Stated exercise A: In the forum thread about cave houses, where is the cave hotel that one member has visited for lunch?
Stated exercise B: Summarize the forum thread on cave houses in two sentences.
Stated exercise C: Continue the forum thread on cave houses from its last post.

Extracted text:

========================================================================

# cave houses



## Justina (Jan 25, 2013)

Good evening everyone,
Do any of you have any experience of cave houses? I've seen them several times on the net and I find them quite fascinating and wonder if any of you have been in one or even better lived in one. All I know is what I find on the net. Some look very dark but there are others where they seem to have built on a virtual house plus patio etc.
I suspect most of them are inland and possibly don't have access to internet etc. but if anyone knows more than I do, please tell me.
Thank you


----------



## Guest (Mar 9, 2013)

Yes,I've seen a few in the area near Guadix just east of Granada. I think they are where the troglodytes lived. Also, near Alhama de Granada there is a cave hotel. I've been several times for lunch. Fascinating place.


----------



## codex70 (Jun 24, 2012)

Troglodytes are cave men or people who live in caves, hence all cave houses are generally referred to as troglodyte houses. I saw some in the dordogne that looked quite spectactular, some of which had light wells cut up through the rock to light the back of the houses. They are supposed to keep a more even temperature throughout the year using the earth as a geothermal store, therefore keeping them warmer in winter and cooler in the summer. Having said all that, I have no first hand experience of what they're really like...


----------



## Justina (Jan 25, 2013)

codex70 said:


> Troglodytes are cave men or people who live in caves, hence all cave houses are generally referred to as troglodyte houses. I saw some in the dordogne that looked quite spectactular, some of which had light wells cut up through the rock to light the back of the houses. They are supposed to keep a more even temperature throughout the year using the earth as a geothermal store, therefore keeping them warmer in winter and cooler in the summer. Having said all that, I have no first hand experience of what they're really like...


Thanks for the info but more recently, well a bit before my time in Spain, they seemed to have been inhabited by gypsies and indeed a friend who grew up in barcelona had never heard of them. But I believe the gypsies moved out and since the houses or caves pay next to no tax are becoming more popular.
What I was looking for was info on areas closer to the sea where there could be some. I don't mean on top of a cliff even less an eroding cliff, but somewhere that is not too far from a paddle in the sea.

========================================================================

Source records
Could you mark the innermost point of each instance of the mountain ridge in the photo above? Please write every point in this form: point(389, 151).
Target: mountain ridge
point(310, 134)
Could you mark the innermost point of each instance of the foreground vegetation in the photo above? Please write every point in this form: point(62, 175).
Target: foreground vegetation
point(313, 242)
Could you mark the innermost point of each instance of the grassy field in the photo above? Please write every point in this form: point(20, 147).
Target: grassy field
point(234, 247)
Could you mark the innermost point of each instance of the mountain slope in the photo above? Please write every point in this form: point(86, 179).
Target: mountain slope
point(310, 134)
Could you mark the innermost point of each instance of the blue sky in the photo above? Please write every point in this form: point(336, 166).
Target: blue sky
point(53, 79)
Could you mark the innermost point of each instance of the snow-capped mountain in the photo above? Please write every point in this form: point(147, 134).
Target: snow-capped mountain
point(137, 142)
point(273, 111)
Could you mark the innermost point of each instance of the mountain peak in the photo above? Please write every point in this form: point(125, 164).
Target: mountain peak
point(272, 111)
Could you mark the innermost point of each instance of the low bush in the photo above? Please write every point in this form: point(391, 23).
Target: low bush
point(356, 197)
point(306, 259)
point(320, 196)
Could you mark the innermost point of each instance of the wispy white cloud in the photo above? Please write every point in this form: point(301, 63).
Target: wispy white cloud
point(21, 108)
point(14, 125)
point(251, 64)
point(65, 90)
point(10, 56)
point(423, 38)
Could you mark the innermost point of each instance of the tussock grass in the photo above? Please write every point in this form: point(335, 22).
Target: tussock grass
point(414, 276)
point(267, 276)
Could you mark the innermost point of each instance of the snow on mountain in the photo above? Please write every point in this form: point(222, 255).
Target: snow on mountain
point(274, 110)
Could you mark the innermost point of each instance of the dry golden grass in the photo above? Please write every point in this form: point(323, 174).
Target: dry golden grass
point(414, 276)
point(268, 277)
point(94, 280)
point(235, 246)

========================================================================

Exercise result A: Near Alhama de Granada.

Exercise result B: Justina asks whether anyone has experience of cave houses, which look fascinating online, and later says the search is for ones close to the sea but not on a cliff. Replies mention caves near Guadix and a cave hotel near Alhama de Granada, and describe troglodyte houses in the Dordogne that are supposed to keep an even temperature by using the earth as a geothermal store.

Exercise result C:
----------



## Navas (Sep 2, 2012)

I don't know of any by the sea but have stayed in a couple in Granada in the height of summer. No air conditioning needed. It's not just gypsies that live in them these days.


----------



## codex70 (Jun 24, 2012)

I was more inferring that anyone who lives in a cave is referred to as a troglodyte rather than prehistoric man (although I suspect this is where the term comes from).

Unfortunately I can't help with the rest of your search, but it does sound interesting!


----------



## djfwells (Sep 28, 2009)

I know of a Specialist Forum for Cave Dwellers in Spain if you want to PM me for the URL


----------



## Justina (Jan 25, 2013)

Thanks, and how do I organise a pm. Have done it but suspect it was pure luck.


----------



## Justina (Jan 25, 2013)

Tejeda,
Please give me a few more details of how it felt. Thanks.


----------



## Stravinsky (Aug 12, 2007)

Ive stayed in Caves in Huescar on several occasions, and theres someone on here that knows a lot about them and will no doubt answer soon

What I can say is all this talk about gypsies living in them is a little off the mark. A lot of Brits live in them, and a lot are fairly nicely fitted out. The bedrooms tend to be at the rear where light is not needed as much.

Here are pics of the one we stayed in






































http://i41.photobucket.com/albums/e293/mitzyboy/Spain/Cave1.jpg


----------



## Justina (Jan 25, 2013)

Thanks for the photos Stravinsky the houses are really great.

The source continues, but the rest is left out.